:: EXERCISE ::
Output a verbatim copy of the data, cut off after the line that contains "Tag the blue dress".

:: RECORDS ::

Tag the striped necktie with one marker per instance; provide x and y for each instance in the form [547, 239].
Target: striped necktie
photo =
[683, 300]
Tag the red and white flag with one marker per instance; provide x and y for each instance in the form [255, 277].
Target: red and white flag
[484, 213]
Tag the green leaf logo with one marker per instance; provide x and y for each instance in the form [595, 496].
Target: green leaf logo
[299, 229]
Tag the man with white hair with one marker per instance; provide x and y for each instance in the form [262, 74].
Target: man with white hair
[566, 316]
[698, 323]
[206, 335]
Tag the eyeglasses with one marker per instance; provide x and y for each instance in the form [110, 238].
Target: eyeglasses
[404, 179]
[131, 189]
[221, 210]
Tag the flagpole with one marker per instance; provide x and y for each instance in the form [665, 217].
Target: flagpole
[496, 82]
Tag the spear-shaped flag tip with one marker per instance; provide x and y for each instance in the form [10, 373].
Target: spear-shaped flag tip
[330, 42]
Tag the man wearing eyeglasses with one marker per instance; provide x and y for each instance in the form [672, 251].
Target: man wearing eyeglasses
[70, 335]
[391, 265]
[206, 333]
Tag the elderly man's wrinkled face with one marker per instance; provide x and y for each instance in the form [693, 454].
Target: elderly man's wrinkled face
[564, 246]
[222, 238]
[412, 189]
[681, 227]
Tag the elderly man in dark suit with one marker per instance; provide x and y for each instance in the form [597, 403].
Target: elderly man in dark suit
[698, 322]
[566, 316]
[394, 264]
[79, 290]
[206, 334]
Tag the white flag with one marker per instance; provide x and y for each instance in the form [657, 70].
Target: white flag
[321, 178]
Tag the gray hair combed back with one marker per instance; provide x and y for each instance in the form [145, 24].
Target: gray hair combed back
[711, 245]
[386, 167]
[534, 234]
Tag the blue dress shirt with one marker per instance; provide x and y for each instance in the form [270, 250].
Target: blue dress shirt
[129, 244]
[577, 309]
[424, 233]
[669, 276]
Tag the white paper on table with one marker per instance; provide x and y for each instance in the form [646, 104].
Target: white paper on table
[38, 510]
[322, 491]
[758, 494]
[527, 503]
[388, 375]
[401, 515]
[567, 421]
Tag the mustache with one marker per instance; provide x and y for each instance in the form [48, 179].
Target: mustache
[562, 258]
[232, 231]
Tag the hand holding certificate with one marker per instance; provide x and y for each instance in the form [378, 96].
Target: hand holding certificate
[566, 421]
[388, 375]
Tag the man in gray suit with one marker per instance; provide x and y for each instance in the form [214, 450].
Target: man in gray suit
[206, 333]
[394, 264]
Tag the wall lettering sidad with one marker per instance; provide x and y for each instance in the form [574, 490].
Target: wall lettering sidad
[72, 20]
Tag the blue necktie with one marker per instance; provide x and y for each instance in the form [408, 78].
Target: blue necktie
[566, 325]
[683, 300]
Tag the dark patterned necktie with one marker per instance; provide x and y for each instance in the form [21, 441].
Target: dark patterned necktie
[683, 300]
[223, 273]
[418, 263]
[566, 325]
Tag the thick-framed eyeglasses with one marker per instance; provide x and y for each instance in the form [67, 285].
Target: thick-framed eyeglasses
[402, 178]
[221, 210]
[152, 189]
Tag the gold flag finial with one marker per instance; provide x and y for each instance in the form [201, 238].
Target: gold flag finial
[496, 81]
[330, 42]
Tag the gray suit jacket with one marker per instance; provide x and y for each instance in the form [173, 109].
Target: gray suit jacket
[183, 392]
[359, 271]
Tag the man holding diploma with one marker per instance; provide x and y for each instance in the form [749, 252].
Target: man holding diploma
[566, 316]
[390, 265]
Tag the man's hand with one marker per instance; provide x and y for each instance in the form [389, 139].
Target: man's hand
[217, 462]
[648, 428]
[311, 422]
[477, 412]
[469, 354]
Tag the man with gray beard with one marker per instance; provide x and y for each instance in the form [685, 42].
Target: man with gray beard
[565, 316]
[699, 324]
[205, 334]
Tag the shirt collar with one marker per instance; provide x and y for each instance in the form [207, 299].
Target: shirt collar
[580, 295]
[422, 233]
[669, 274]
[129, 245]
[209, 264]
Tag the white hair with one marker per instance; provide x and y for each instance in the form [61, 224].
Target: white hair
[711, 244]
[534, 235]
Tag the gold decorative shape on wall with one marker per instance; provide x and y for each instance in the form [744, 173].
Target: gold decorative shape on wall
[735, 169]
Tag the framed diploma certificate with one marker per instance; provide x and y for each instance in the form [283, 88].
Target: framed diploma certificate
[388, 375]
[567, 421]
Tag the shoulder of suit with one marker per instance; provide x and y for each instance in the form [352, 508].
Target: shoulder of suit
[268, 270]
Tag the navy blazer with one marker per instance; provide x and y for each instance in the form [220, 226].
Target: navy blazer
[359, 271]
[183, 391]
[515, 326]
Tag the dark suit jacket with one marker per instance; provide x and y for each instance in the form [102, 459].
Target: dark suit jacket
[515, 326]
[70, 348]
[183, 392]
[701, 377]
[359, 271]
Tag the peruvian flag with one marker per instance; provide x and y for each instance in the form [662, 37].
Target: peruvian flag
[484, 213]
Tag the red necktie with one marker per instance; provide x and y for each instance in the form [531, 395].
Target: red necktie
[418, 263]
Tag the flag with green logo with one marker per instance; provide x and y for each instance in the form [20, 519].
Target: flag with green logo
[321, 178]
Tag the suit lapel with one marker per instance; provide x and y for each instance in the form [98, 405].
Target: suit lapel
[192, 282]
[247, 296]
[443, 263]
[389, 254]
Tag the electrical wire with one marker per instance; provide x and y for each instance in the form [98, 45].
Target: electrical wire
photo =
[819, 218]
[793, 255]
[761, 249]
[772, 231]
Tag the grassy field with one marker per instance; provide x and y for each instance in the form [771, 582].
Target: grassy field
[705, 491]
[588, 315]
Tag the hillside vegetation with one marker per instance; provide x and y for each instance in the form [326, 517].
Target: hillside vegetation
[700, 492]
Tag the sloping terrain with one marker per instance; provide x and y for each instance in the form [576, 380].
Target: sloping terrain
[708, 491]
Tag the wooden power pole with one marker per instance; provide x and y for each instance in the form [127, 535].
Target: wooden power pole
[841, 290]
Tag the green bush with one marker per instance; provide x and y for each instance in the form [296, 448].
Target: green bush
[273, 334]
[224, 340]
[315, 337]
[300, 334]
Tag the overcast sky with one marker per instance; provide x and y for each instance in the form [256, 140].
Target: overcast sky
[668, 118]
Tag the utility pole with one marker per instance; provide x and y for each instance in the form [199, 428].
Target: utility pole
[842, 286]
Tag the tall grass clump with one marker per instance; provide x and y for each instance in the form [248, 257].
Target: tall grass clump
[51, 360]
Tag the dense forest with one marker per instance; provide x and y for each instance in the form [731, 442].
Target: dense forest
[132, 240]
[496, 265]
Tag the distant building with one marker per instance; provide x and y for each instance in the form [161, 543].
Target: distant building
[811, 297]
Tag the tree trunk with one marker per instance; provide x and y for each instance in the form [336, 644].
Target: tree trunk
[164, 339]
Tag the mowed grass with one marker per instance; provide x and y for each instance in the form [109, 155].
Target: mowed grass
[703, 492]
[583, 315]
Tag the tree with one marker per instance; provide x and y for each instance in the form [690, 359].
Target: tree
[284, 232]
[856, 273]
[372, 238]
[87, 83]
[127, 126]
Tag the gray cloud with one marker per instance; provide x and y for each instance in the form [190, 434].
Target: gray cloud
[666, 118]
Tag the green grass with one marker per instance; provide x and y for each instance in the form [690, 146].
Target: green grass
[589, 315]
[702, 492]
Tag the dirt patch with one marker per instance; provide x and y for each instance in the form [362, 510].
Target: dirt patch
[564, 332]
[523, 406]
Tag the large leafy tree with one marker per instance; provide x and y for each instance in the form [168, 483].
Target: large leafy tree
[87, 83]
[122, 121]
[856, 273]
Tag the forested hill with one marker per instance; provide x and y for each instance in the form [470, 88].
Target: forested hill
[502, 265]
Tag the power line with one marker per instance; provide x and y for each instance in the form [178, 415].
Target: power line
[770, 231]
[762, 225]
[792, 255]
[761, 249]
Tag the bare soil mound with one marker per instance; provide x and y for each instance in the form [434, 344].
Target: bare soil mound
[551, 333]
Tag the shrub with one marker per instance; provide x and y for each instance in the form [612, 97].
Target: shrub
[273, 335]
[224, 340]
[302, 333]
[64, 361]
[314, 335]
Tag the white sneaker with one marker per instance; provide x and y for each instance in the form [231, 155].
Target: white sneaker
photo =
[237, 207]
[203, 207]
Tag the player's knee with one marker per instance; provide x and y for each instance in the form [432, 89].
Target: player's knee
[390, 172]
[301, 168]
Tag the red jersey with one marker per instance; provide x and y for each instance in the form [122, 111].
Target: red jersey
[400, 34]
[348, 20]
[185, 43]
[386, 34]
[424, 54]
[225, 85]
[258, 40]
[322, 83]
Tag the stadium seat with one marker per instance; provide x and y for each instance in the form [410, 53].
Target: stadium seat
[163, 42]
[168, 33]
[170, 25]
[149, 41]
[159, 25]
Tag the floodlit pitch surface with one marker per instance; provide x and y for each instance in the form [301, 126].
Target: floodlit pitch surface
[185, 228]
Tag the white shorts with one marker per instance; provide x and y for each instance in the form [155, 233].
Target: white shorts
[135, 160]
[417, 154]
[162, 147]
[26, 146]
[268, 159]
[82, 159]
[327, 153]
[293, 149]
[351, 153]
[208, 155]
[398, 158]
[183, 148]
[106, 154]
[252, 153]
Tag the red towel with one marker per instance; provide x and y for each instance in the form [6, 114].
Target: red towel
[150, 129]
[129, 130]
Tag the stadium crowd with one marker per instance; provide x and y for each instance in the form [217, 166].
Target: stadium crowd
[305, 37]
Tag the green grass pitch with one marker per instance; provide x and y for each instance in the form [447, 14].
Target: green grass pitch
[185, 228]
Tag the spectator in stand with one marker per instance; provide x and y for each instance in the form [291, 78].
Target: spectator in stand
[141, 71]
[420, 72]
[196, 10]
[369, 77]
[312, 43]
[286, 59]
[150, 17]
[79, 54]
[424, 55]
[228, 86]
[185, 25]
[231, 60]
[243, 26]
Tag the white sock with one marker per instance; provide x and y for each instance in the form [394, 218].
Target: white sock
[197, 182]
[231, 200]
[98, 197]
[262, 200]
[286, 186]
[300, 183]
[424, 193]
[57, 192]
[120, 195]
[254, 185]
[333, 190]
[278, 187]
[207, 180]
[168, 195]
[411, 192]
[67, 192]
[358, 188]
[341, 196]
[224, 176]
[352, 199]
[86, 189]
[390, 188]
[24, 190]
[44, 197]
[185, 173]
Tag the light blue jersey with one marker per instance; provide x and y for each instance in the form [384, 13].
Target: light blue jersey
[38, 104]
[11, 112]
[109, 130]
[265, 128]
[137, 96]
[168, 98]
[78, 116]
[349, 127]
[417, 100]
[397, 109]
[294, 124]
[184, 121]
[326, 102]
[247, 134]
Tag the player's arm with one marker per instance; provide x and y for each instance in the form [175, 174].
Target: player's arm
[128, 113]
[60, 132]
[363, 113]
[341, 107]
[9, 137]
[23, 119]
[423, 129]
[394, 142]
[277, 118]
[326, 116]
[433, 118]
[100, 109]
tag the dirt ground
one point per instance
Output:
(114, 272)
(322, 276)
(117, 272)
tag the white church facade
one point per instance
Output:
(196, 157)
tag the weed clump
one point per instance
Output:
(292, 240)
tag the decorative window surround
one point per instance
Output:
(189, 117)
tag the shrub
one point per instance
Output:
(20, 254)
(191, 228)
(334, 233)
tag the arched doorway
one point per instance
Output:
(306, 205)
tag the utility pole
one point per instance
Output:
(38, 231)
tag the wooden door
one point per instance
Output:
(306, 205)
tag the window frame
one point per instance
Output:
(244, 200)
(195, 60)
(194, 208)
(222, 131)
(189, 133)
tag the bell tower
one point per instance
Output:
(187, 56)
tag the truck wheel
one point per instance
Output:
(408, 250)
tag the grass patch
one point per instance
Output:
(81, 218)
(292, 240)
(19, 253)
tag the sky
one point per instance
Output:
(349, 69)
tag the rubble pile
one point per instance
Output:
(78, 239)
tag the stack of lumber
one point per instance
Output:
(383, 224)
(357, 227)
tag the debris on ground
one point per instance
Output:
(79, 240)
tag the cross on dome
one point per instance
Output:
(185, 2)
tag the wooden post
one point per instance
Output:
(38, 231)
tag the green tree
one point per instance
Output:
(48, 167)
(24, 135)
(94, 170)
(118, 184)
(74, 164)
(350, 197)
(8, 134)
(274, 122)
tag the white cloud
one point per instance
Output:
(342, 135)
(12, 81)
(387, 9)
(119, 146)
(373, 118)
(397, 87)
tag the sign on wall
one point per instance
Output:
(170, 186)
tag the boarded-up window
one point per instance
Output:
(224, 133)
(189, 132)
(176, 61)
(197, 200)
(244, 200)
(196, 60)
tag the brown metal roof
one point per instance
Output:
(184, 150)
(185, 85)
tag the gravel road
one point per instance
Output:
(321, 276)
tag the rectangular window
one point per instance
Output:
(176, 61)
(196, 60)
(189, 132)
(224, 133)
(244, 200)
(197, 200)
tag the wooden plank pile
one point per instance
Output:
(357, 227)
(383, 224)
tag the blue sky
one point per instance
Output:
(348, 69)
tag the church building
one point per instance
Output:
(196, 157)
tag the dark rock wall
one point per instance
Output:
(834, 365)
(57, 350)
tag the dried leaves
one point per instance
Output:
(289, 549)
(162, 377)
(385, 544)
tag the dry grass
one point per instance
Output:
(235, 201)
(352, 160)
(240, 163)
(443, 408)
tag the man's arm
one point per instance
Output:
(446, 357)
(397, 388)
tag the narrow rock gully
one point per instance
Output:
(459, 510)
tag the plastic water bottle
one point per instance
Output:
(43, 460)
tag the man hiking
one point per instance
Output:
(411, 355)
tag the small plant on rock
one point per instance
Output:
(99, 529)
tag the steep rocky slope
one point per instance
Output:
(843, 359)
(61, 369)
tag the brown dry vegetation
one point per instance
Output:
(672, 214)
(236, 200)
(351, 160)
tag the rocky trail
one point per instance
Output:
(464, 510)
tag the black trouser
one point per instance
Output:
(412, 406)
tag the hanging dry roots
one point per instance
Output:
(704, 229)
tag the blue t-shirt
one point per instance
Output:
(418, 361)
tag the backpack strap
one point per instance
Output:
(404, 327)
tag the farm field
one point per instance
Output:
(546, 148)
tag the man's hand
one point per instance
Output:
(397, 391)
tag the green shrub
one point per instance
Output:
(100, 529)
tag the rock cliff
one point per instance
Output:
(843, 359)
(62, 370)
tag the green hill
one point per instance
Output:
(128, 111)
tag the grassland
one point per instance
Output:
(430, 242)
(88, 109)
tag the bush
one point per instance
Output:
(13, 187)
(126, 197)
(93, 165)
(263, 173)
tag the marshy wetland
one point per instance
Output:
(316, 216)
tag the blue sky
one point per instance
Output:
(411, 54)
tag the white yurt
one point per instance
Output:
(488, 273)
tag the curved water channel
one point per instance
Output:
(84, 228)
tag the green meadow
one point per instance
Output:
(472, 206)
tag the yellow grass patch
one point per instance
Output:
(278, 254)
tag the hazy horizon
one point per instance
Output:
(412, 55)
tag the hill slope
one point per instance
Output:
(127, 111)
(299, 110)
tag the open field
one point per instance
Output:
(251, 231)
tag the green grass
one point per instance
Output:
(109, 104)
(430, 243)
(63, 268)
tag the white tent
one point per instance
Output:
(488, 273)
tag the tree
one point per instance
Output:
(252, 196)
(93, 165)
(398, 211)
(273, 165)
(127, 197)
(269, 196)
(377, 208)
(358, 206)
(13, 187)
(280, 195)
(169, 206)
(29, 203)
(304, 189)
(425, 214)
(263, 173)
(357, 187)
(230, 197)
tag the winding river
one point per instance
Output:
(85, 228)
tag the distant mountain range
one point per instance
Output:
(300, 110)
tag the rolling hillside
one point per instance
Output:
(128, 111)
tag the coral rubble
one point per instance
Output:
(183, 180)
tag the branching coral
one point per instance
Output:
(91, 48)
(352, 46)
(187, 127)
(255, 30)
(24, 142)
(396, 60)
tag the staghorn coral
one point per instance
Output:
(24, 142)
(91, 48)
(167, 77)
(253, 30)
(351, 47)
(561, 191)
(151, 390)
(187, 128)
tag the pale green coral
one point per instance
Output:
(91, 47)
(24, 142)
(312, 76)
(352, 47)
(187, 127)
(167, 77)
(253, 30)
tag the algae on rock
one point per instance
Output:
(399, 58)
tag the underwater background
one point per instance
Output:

:: TASK OUTPUT ::
Tag the striped necktie with one marker per instance; provide x and y for each instance in the form [547, 239].
Target: striped necktie
photo =
[683, 300]
Tag the red and white flag with one marker per instance; provide x and y for each instance in the form [255, 277].
Target: red and white flag
[484, 213]
Tag the green leaf logo with one marker per instance; provide x and y for each instance in the form [595, 496].
Target: green leaf logo
[299, 229]
Tag the man with white hair with one marker per instance; provide x and y for each instance in the form [262, 74].
Target: man with white hair
[566, 316]
[698, 323]
[206, 335]
Tag the eyeglasses with one marker per instance; provide x and y for each instance in the form [110, 238].
Target: eyeglasses
[404, 179]
[131, 189]
[221, 210]
Tag the flagpole with one marker per instance; provide x and y for each instance in the form [665, 217].
Target: flagpole
[496, 82]
Tag the spear-shaped flag tip with one marker per instance; provide x and y for each instance in the form [10, 373].
Target: spear-shaped flag tip
[330, 42]
Tag the man wearing eyeglasses with one marker per instance; provide x and y for each instance in the form [672, 251].
Target: man wearing eyeglasses
[70, 335]
[391, 265]
[206, 333]
Tag the elderly man's wrinkled face with one marker per instance; provide x and y for each instance in the form [693, 454].
Target: elderly man's wrinkled face
[564, 246]
[222, 238]
[412, 189]
[681, 227]
Tag the elderly man in dark suit with one marker per instance; provide x and y for each instance in the form [597, 403].
Target: elderly man in dark suit
[698, 322]
[566, 316]
[394, 264]
[79, 290]
[206, 334]
Tag the white flag with one marker per instance; provide x and y for each instance in the form [657, 70].
Target: white flag
[321, 178]
Tag the gray hair combed back with one marker per instance; provide x and y for each instance in the form [145, 24].
Target: gray hair combed back
[711, 245]
[386, 167]
[534, 234]
Tag the blue dress shirt with one marker per instance; provide x and y for each instance in the form [270, 250].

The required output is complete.